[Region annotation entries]
————
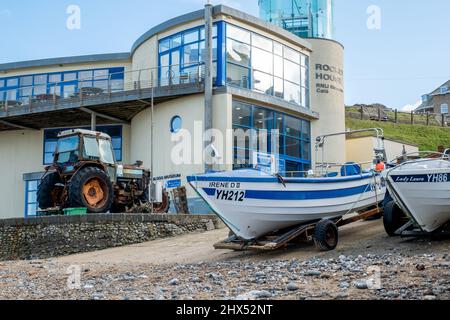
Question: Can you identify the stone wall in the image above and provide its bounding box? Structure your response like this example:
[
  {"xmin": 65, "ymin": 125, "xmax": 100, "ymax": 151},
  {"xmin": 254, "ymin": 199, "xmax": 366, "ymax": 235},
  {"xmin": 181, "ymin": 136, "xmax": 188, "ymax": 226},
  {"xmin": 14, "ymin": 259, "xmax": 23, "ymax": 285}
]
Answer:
[{"xmin": 0, "ymin": 214, "xmax": 223, "ymax": 261}]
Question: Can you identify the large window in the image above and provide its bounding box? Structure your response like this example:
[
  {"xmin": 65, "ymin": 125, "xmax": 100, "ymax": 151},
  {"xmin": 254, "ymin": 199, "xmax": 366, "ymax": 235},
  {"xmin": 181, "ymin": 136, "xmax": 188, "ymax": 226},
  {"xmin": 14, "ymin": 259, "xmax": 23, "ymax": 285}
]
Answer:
[
  {"xmin": 226, "ymin": 24, "xmax": 309, "ymax": 108},
  {"xmin": 44, "ymin": 126, "xmax": 122, "ymax": 164},
  {"xmin": 0, "ymin": 68, "xmax": 125, "ymax": 104},
  {"xmin": 233, "ymin": 101, "xmax": 311, "ymax": 172},
  {"xmin": 25, "ymin": 180, "xmax": 41, "ymax": 217},
  {"xmin": 158, "ymin": 25, "xmax": 218, "ymax": 85}
]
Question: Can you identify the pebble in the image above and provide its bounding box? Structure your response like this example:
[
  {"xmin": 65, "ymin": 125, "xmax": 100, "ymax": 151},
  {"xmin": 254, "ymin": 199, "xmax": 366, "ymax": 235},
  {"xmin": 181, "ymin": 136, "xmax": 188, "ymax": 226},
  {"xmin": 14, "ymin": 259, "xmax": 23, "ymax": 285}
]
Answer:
[
  {"xmin": 353, "ymin": 280, "xmax": 368, "ymax": 290},
  {"xmin": 286, "ymin": 282, "xmax": 299, "ymax": 291}
]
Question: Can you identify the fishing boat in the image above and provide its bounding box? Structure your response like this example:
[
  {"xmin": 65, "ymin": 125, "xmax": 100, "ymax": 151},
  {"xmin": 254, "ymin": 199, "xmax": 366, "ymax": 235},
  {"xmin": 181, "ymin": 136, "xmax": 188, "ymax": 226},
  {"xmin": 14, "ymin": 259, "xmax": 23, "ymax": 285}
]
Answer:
[
  {"xmin": 385, "ymin": 154, "xmax": 450, "ymax": 233},
  {"xmin": 188, "ymin": 129, "xmax": 386, "ymax": 241}
]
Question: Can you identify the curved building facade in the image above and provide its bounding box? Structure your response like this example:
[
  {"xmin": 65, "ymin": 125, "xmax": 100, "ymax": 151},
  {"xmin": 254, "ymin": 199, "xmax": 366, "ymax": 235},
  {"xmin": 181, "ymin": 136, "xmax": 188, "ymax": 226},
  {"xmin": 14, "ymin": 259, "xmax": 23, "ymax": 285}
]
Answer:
[{"xmin": 0, "ymin": 6, "xmax": 345, "ymax": 217}]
————
Rewrite the part that opens with the line containing "Question: Can you identify the curved" and closes with the end of the entries, swapping "Structure" for "Format" and leaving everything else unchanged.

Question: Can you identify the curved building facade in the image above and provide its bounding box? Format your response like this example:
[
  {"xmin": 65, "ymin": 125, "xmax": 100, "ymax": 151},
  {"xmin": 254, "ymin": 199, "xmax": 366, "ymax": 235},
  {"xmin": 181, "ymin": 136, "xmax": 188, "ymax": 226},
  {"xmin": 14, "ymin": 259, "xmax": 23, "ymax": 285}
]
Answer:
[{"xmin": 0, "ymin": 6, "xmax": 345, "ymax": 217}]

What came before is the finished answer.